# AIM OF THE EXERCISE
Transcribe the thread about jobs in the global economy word for word, covering everything from "The remedy lies" down to "counter productive.".
====== EXERCISE TEXT ======
User: "NoPlutocracyUSA"

Title: Re: Where do jobs go in global economy? 11 Jan 2004 12:25:50 PM
"Albertv" <aj@avconslt.net> wrote in message
news:4000FD3C.70403@avconslt.net...
The remedy lies in my opinion 'not' in protectionism but in the whole of the
US 's private and public
sectors becoming competitive in a world market. It's only now we realize how
protected our markets
were 20 and 30 years ago. Yet since we have embarked on the creation of a
true world 'open market'
we have to make the structural adjustments. Going back to our previous way
of doing business will be
counter productive.
To do all this we need 'everyone' on the same page. It's unhelpful to have
sectors of our economy like
the 'public sector' to continue drawing the same standard of living as they
were before and have the
private sector pay the cost of their unreality. I can compete with the world
if my taxes went down
by 90% and my cost of living followed suit.
----------------------------------
Any idea how this could be done? I don't see any way what you suggest would
be possible. Please enlighten us if you have a concept.
The message that is being inculcated to us is that there is no alternative
to our wages, and subsequently our qualities of life going down to meet
those of the rest of the world. This is the same message that is being
driven into the minds of all workers in all first-world countries right now.
This is the agenda of the plutocracy.
I see an alternative. The citizens can force first-world governments into
passing regulations, yes protectionism, that aim to turn this trend upside
down. Instead of bringing our wages and qualities of life down, force
governments to bring the wages and qualities of life of exploited peoples
up. This would require taking profits out of the hands of corporate owners
and putting them into the hands or workers. It would increase the power of
Democracy (the force of Light). It would diminish the power of plutocracy
(the force of Darkness).
They tell us that this is impossible, so just lay down and die. Most of you
already believe that. Resign yourselves to the fact that your precious
little children will be impoverished living in squalor in the new world
order. This is what they are depending on you to believe. It's only the
future of your children at stake. Will you succumb as cowards, or will you
fight as warriors?
.
User: "Zalek Bloom"

Title: Re: Where do jobs go in global economy? 11 Jan 2004 04:51:35 PM
On Sun, 11 Jan 2004 10:25:50 -0800, "NoPlutocracyUSA" <anon@anon.com>
wrote:
[...]


I see an alternative. The citizens can force first-world governments into
passing regulations, yes protectionism, that aim to turn this trend upside
down. Instead of bringing our wages and qualities of life down, force
governments to bring the wages and qualities of life of exploited peoples
up. This would require taking profits out of the hands of corporate owners
and putting them into the hands or workers. It would increase the power of
Democracy (the force of Light). It would diminish the power of plutocracy
(the force of Darkness).

They tell us that this is impossible, so just lay down and die. Most of you
already believe that. Resign yourselves to the fact that your precious
little children will be impoverished living in squalor in the new world
order. This is what they are depending on you to believe. It's only the
future of your children at stake. Will you succumb as cowards, or will you
fight as warriors?
====== INFORMATION ======
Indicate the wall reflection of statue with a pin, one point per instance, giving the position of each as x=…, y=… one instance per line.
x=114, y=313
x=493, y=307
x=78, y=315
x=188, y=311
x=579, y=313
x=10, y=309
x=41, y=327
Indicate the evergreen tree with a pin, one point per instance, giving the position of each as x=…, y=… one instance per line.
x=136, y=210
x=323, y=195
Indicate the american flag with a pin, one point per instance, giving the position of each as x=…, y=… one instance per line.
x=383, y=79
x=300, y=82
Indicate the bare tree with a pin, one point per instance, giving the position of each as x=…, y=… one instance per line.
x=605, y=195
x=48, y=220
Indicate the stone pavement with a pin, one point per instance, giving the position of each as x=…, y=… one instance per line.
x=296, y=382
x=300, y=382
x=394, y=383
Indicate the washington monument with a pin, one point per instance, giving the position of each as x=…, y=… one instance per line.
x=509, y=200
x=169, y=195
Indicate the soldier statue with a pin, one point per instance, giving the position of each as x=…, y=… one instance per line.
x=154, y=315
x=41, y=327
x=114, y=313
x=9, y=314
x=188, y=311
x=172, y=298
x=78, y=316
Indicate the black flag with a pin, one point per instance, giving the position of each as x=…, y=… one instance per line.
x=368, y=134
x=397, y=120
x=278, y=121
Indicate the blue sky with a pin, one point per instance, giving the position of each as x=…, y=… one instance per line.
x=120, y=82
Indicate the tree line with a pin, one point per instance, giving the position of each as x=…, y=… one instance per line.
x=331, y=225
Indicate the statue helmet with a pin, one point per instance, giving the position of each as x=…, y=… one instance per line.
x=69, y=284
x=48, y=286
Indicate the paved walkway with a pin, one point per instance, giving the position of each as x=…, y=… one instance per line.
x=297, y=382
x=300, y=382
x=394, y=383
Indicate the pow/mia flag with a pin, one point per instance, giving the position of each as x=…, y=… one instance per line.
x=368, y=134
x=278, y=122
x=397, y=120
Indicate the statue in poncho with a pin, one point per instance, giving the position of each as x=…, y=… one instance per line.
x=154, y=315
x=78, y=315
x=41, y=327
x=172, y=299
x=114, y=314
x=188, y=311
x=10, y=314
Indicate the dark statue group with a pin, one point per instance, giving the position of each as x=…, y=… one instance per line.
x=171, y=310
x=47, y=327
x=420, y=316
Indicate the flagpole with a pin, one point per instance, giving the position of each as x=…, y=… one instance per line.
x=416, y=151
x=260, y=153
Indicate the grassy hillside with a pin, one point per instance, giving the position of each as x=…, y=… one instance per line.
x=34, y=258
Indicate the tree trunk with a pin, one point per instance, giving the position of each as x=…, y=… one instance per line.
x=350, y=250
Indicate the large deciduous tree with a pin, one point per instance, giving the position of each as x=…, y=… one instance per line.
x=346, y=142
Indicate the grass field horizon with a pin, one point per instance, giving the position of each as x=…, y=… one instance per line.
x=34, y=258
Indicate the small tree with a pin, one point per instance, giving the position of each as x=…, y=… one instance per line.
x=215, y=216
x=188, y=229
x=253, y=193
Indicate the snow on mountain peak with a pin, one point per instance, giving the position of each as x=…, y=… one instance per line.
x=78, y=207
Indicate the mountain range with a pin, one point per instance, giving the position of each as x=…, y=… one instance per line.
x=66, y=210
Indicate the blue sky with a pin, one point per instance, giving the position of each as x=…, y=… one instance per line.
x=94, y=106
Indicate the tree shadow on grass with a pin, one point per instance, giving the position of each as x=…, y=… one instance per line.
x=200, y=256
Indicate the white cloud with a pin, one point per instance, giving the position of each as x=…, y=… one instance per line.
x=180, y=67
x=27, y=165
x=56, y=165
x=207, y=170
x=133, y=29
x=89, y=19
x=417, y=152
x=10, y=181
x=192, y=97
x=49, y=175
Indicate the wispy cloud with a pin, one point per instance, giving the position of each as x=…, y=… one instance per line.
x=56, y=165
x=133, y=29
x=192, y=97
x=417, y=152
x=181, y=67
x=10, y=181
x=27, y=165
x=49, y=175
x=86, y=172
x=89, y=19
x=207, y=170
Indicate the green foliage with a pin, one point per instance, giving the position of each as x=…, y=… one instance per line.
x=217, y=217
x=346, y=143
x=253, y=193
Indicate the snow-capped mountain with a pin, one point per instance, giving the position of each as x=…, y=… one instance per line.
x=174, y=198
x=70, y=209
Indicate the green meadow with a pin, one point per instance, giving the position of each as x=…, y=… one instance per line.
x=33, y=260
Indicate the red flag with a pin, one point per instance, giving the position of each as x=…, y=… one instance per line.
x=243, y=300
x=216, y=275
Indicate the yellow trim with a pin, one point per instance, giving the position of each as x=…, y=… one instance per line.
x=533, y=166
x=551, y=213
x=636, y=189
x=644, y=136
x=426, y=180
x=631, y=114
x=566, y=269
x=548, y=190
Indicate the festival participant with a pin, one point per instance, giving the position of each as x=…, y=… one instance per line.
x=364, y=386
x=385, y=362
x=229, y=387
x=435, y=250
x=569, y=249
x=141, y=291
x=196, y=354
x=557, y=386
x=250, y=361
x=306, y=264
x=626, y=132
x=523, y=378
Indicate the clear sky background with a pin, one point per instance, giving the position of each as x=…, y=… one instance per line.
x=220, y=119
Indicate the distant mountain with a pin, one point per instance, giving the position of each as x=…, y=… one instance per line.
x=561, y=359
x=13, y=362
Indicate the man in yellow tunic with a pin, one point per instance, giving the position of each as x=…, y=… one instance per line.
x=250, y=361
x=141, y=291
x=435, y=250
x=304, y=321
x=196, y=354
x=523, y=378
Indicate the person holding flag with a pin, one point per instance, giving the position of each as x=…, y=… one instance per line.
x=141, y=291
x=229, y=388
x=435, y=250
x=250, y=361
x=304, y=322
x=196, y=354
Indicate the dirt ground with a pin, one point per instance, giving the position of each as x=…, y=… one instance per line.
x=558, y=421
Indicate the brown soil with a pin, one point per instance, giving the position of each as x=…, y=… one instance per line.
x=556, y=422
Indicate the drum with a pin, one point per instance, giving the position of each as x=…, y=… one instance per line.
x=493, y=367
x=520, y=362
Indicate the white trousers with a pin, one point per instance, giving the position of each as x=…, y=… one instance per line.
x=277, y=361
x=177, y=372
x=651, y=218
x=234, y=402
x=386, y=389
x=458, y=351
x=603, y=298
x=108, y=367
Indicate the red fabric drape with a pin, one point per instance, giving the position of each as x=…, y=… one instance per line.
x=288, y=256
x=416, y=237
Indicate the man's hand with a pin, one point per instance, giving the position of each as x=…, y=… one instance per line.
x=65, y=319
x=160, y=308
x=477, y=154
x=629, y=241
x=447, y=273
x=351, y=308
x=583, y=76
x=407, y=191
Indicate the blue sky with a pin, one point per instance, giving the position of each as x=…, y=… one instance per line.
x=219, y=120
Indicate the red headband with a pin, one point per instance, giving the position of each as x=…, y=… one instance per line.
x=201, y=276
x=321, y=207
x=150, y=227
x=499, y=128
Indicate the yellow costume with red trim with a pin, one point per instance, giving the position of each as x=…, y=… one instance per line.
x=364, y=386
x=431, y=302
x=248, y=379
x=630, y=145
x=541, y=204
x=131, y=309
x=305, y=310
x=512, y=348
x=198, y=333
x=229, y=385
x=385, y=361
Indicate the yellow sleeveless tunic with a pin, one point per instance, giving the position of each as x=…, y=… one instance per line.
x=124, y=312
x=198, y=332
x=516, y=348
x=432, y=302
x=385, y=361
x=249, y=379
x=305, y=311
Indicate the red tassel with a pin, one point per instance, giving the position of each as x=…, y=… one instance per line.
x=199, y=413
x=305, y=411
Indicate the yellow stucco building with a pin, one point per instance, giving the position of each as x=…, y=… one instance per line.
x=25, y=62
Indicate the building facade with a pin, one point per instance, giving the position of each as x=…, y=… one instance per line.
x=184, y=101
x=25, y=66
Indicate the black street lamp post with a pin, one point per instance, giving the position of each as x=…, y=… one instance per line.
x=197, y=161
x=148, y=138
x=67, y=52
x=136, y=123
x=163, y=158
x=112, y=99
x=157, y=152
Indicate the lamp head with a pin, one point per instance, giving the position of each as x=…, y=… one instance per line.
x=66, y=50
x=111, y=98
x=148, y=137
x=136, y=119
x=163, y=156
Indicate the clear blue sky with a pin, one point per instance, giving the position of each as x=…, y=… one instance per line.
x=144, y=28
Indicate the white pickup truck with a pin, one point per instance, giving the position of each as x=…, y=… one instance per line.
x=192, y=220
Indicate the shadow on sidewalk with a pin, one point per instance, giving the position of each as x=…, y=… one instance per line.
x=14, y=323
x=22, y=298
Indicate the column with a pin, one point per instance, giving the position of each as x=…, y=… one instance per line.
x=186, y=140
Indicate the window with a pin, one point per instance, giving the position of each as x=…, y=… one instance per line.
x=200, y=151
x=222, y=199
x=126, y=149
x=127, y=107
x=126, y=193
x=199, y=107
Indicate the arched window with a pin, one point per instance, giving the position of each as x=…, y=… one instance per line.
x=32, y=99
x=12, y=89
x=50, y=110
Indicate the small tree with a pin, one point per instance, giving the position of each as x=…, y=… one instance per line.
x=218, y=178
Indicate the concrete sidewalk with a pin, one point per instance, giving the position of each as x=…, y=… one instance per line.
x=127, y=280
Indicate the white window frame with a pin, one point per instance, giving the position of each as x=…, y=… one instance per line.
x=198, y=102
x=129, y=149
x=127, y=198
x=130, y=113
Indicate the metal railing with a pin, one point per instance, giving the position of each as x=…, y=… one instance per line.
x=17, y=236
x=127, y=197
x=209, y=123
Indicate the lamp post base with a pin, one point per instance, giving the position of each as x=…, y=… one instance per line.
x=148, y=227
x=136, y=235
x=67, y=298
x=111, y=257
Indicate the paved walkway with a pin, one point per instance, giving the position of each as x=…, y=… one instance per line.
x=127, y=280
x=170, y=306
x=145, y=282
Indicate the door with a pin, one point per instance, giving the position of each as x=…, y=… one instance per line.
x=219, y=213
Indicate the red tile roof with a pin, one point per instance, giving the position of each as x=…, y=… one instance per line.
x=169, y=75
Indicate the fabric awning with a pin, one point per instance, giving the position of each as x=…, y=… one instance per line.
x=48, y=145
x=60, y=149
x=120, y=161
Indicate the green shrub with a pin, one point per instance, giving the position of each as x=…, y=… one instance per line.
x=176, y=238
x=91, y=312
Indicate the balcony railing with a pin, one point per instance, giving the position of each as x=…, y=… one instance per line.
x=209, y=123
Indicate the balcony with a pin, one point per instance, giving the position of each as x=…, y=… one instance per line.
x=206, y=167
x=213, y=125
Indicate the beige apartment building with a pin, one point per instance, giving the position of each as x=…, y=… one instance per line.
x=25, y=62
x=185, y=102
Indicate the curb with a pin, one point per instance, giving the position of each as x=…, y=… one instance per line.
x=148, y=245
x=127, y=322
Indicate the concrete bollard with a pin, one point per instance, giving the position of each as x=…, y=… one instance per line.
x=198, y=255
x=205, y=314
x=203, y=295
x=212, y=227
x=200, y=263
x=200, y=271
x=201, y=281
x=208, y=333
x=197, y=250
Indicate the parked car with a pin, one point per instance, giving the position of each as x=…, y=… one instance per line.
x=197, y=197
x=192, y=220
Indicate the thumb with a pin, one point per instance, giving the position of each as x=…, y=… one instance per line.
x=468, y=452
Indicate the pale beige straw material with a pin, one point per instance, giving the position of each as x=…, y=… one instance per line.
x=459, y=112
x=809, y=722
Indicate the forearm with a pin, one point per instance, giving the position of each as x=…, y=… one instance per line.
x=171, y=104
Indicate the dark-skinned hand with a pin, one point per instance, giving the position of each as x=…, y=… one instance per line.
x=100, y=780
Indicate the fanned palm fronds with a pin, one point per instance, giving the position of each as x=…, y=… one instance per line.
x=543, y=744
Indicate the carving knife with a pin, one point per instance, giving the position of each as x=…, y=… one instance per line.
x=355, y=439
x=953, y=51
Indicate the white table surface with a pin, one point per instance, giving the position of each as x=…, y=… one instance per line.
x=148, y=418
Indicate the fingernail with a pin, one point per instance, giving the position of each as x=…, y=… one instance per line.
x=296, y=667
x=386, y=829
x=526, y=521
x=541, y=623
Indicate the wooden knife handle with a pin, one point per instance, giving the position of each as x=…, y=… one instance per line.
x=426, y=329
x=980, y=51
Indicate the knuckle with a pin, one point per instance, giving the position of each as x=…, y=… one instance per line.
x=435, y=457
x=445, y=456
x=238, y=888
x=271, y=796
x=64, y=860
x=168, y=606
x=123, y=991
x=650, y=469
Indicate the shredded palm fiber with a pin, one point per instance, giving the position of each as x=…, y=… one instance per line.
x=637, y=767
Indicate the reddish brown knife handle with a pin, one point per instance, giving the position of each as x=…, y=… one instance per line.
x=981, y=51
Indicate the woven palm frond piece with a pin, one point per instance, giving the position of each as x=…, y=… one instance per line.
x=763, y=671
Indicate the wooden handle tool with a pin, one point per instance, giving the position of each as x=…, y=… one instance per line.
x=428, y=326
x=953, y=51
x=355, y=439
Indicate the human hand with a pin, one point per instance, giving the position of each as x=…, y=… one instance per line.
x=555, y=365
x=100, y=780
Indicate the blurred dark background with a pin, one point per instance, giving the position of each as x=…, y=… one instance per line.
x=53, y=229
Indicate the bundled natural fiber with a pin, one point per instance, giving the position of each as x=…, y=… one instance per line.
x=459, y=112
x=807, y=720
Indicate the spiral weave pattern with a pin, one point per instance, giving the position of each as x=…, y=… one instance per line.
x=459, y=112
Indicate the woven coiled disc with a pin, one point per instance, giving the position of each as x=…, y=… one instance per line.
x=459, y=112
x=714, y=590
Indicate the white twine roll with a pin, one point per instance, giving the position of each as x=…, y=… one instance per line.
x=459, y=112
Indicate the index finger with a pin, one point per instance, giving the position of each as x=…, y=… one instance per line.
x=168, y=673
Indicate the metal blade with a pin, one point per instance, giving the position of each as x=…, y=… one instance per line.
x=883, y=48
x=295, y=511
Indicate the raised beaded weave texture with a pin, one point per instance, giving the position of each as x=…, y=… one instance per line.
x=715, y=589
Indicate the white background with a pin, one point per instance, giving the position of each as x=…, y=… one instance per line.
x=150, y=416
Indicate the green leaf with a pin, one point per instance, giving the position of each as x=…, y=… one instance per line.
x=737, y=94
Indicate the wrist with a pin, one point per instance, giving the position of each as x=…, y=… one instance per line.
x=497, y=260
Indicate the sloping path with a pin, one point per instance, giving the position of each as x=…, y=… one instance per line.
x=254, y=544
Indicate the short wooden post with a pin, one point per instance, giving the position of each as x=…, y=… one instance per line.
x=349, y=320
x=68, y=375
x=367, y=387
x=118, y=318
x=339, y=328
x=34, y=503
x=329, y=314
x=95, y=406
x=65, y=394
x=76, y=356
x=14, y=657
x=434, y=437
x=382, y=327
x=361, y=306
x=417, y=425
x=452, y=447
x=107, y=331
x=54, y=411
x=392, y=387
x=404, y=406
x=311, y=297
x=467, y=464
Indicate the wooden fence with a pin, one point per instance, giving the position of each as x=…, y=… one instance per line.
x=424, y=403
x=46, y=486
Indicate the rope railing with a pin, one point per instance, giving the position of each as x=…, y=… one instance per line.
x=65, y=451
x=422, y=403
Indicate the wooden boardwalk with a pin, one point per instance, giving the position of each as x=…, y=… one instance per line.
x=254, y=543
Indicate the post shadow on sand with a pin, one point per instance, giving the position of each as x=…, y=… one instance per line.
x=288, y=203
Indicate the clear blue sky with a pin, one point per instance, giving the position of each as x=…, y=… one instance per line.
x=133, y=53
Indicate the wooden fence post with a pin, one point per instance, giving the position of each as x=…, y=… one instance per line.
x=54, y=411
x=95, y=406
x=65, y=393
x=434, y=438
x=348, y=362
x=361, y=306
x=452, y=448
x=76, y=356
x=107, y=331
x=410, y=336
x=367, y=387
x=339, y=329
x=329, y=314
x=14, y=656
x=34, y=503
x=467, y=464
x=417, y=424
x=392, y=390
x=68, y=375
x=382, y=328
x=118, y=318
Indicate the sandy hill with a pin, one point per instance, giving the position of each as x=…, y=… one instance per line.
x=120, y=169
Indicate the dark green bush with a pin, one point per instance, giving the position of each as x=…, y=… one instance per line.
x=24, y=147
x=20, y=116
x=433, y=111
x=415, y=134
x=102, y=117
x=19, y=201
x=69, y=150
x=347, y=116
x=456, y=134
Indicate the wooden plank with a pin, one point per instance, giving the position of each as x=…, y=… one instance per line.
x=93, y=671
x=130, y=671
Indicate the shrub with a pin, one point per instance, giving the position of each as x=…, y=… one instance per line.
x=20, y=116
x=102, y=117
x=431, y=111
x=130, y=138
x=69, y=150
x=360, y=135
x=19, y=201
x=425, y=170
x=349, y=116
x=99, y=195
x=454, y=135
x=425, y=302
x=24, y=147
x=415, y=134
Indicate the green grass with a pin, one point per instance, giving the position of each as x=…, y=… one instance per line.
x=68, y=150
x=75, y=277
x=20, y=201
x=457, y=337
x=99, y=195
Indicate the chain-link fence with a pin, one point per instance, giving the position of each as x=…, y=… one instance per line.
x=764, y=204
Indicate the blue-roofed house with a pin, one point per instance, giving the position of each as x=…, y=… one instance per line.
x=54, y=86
======
# EXERCISE ANSWER
The remedy lies in my opinion 'not' in protectionism but in the whole of the
US 's private and public
sectors becoming competitive in a world market. It's only now we realize how
protected our markets
were 20 and 30 years ago. Yet since we have embarked on the creation of a
true world 'open market'
we have to make the structural adjustments. Going back to our previous way
of doing business will be
counter productive.